Aufgabenstellung a: Gib aus der Rezension über das Alevitentum unten den Abschnitt wortgetreu aus, der mit den Worten „Die Religionsgemeinschaft der“ beginnt und mit „des Autors gelegen.“ endet.

Textauszug:
Die Religionsgemeinschaft der Aleviten ist im letzten Jahrzehnt nachhaltig im Bewusstsein der Österreicher verankert worden – nicht zuletzt durch die Würdigung, die ihr Barbara Frischmuth mit ihrem Roman „Die Schrift des Freundes“ zukommen ließ. Umso bedauerlicher ist es, dass das Wissen um die Lehren und Praktiken dieser alten anatolischen Glaubensrichtung und das Verständnis für ihre schwierige Situation in einer religiös-ideologisch aufgeheizten Zeit nach wie vor große Defizite aufweist. Das vorliegende Buch hätte diese Lücke schließen können, wäre das in der Absicht des Autors gelegen.
Reza Algül, Schriftsteller und Musiker mit türkischen Wurzeln und starken Affinitäten zur persischen Kultur und zum marxistischen Weltbild, geht es aber in erster Linie um die grundlegende Frage, was das Alevitentum eigentlich sei. „Ist der Alevismus eine Philosophie, eine Glaubensrichtung, eine kulturelle, eine soziale oder eine politische Lebensform?“ (S. 10). Die Antworten darauf sind für ihn wesentliche Orientierungshilfen in der gegenwärtigen Auseinandersetzung zwischen Tradition und Moderne innerhalb der alevitischen Gemeinschaft. Indem er das Alevitentum radikal gegenüber dem Islam, dem Christentum, dem Judentum, aber auch gegenüber der islamischen Mystik abgrenzt und es als philosophische Weltanschauung – als anatolische Spielart der Aufklärung mit starken Parallelen zum Marxismus – darzustellen versucht, positioniert er sich klar und deutlich in diesem Diskurs. Marxistische Phrasen und Argumentationen durchziehen das Buch vom Anfang bis zum Schluss. Die wechselvollen und wechselseitigen Beeinflussungen zwischen Schiitentum, Sufismus und Alevitentum bleiben größtenteils ausgespart, ebenso die historischen Verflechtungen zwischen dem Bektaschi-Orden, dem Janitscharenkorps und dem osmanischen Herrscherhaus. Breite Darstellung finden hingegen Weltanschauung, Menschenbild und Soziallehre, die unter anderem dazu beitrugen, dass alevitische Gemeinschaften in Anatolien zum Nährboden verschiedener linker Gruppierungen wurden. In diesem Zusammenhang erhält auch der konsequente Gebrauch des älteren, heute kaum mehr verwendeten Begriffs „Alevismus“ grundsätzlichere Bedeutung.

Aufgabenstellung b: Sammle aus den Zeilen unten jede, die das Wort „wristwatch“ enthält, und gib sie unverändert wieder.

Gegebene Daten:
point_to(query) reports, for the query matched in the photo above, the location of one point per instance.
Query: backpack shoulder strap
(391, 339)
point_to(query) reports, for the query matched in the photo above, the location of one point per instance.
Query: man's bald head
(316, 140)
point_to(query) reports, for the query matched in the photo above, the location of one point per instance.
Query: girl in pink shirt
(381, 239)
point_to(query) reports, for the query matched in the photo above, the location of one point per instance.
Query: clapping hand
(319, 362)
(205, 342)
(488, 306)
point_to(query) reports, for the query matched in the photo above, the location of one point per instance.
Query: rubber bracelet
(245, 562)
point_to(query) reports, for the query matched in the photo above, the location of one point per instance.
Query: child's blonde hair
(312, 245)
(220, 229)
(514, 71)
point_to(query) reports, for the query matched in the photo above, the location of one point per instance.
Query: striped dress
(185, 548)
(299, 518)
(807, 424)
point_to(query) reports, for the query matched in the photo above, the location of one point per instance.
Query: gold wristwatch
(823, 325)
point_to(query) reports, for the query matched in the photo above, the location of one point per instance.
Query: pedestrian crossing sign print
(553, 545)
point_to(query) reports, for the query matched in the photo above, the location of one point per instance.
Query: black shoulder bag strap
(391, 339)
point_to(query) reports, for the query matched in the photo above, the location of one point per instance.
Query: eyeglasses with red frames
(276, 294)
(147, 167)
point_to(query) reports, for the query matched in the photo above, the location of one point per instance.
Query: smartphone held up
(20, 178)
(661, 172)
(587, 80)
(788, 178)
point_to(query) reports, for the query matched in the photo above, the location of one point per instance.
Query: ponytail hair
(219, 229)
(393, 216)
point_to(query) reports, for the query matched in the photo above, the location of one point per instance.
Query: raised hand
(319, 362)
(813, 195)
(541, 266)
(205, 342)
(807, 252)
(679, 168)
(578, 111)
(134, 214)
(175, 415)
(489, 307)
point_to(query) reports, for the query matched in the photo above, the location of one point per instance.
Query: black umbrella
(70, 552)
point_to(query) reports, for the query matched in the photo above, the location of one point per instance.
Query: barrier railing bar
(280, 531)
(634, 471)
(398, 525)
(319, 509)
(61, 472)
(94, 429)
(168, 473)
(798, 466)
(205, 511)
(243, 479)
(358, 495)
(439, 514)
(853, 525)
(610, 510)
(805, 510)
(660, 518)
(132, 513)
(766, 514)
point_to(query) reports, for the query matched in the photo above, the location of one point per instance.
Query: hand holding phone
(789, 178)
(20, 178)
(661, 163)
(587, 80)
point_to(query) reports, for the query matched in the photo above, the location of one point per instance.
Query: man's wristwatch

Lösung a:
Die Religionsgemeinschaft der Aleviten ist im letzten Jahrzehnt nachhaltig im Bewusstsein der Österreicher verankert worden – nicht zuletzt durch die Würdigung, die ihr Barbara Frischmuth mit ihrem Roman „Die Schrift des Freundes“ zukommen ließ. Umso bedauerlicher ist es, dass das Wissen um die Lehren und Praktiken dieser alten anatolischen Glaubensrichtung und das Verständnis für ihre schwierige Situation in einer religiös-ideologisch aufgeheizten Zeit nach wie vor große Defizite aufweist. Das vorliegende Buch hätte diese Lücke schließen können, wäre das in der Absicht des Autors gelegen.

Lösung b:
Query: gold wristwatch
Query: man's wristwatch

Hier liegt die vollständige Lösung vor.